GIVEN TASK ::
Format every line of the records below as a numbered list, skipping blank lines. Leave the pictures out of your answer.

— Begin DATASET EXTRACT —

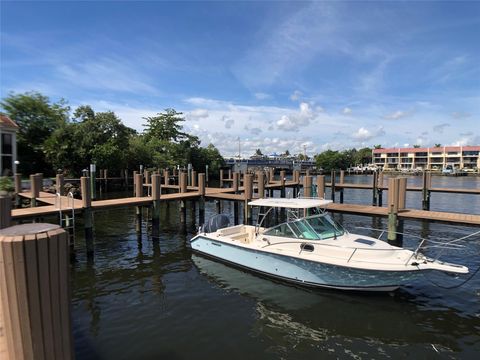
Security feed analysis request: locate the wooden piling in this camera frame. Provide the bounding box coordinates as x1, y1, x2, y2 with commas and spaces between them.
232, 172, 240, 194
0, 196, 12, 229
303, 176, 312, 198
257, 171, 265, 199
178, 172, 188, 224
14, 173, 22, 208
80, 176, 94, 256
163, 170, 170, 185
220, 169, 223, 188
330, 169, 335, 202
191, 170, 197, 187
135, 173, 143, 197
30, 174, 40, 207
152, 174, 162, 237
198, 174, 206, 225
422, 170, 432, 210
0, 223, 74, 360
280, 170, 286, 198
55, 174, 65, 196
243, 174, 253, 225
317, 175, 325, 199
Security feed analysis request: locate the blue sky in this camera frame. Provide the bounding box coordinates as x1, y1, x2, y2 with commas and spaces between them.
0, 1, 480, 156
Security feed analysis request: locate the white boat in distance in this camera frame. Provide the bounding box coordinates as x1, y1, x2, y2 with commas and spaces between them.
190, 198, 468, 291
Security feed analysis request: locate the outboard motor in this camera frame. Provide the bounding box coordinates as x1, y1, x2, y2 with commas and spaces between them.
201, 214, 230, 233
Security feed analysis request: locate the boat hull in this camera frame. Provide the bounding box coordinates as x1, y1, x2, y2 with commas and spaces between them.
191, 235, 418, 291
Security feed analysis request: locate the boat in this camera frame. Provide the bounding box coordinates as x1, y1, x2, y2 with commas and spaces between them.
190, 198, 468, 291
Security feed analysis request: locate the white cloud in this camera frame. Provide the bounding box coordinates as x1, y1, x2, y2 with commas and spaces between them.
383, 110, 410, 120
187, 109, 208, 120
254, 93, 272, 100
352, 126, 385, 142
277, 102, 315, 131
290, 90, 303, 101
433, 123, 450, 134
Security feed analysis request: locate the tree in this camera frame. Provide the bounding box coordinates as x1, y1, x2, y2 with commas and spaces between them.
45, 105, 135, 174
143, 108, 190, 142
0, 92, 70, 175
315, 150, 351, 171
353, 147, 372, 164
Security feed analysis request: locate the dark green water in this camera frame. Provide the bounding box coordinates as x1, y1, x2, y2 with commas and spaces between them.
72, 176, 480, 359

— End DATASET EXTRACT —

TASK RESULT ::
1. Security feed analysis request: locate the wooden piling in this camera frame. Provide the bounding box coordinates as x1, y1, x2, y2 with commas and spaces between them.
2. 232, 172, 240, 194
3. 0, 196, 12, 229
4. 303, 176, 312, 198
5. 257, 171, 265, 199
6. 178, 172, 188, 224
7. 14, 173, 22, 208
8. 80, 176, 94, 256
9. 163, 170, 170, 185
10. 220, 169, 223, 188
11. 330, 169, 335, 202
12. 191, 170, 197, 187
13. 135, 173, 143, 197
14. 30, 174, 40, 207
15. 152, 174, 162, 237
16. 198, 174, 206, 225
17. 422, 170, 432, 210
18. 0, 223, 74, 360
19. 280, 170, 286, 198
20. 55, 174, 65, 196
21. 243, 174, 253, 225
22. 317, 175, 325, 199
23. Security feed analysis request: locate the blue sky in this camera frame. Provide the bounding box coordinates as x1, y1, x2, y2 with commas and spaces between them.
24. 0, 1, 480, 156
25. Security feed analysis request: locate the white boat in distance in this camera frame. Provide the bounding box coordinates as x1, y1, x2, y2 with commas and spaces between them.
26. 190, 198, 468, 291
27. Security feed analysis request: locate the outboard motor in this camera frame. Provide the bounding box coordinates as x1, y1, x2, y2 with commas and spaces between them.
28. 201, 214, 230, 233
29. Security feed analysis request: locate the boat hull in this camera frame. Provide the bounding box coordinates as x1, y1, x2, y2 with commas and spaces between them.
30. 191, 235, 418, 291
31. Security feed analysis request: locate the boat in this camera frame. Provide the bounding box coordinates as x1, y1, x2, y2 with commas and spaces between them.
32. 190, 198, 468, 291
33. Security feed analysis request: locate the white cloud in this camera frame. Provide the bounding box coordinates as x1, y1, x2, y2 with commas and spaces between them.
34. 383, 110, 410, 120
35. 187, 109, 208, 120
36. 254, 93, 272, 100
37. 352, 126, 385, 142
38. 277, 102, 315, 131
39. 290, 90, 303, 101
40. 433, 123, 450, 134
41. Security feed analysis request: locate the tree in this camera frame. Provide the bounding box coordinates as x1, y1, x2, y2 with commas and spaces between them.
42. 45, 105, 135, 174
43. 143, 108, 190, 142
44. 0, 92, 70, 175
45. 315, 150, 351, 171
46. 353, 147, 372, 164
47. Security feed analysis request: locate the dark green water in this camera frame. Provide the bounding box coordinates as x1, y1, x2, y2 with commas and spaces between them.
48. 72, 176, 480, 359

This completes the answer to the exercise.